───── The data
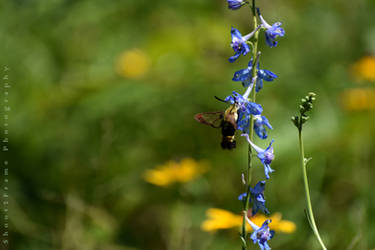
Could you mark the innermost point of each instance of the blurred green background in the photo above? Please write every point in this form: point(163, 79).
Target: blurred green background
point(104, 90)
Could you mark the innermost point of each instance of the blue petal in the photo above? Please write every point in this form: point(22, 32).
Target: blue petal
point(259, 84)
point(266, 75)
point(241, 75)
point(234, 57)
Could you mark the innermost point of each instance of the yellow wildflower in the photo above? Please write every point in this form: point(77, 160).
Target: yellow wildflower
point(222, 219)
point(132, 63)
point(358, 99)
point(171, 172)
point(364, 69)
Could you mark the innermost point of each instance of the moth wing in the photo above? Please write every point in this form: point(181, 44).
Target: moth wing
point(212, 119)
──────────
───── The data
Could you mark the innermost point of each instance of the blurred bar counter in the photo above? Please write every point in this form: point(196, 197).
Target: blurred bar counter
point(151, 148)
──────────
- **Task to complete**:
Lay out the records from the line containing "form: point(196, 197)." through the line containing "point(151, 148)" as a Markdown table with the columns Row and Line. Give each non-blank line its own numbered row.

- **Result**:
| Row | Line |
|---|---|
| 1 | Could you mark the innermost point of each instance of the blurred bar counter in the photo above? Please write every point in this form: point(196, 197). |
| 2 | Target: blurred bar counter |
| 3 | point(151, 148) |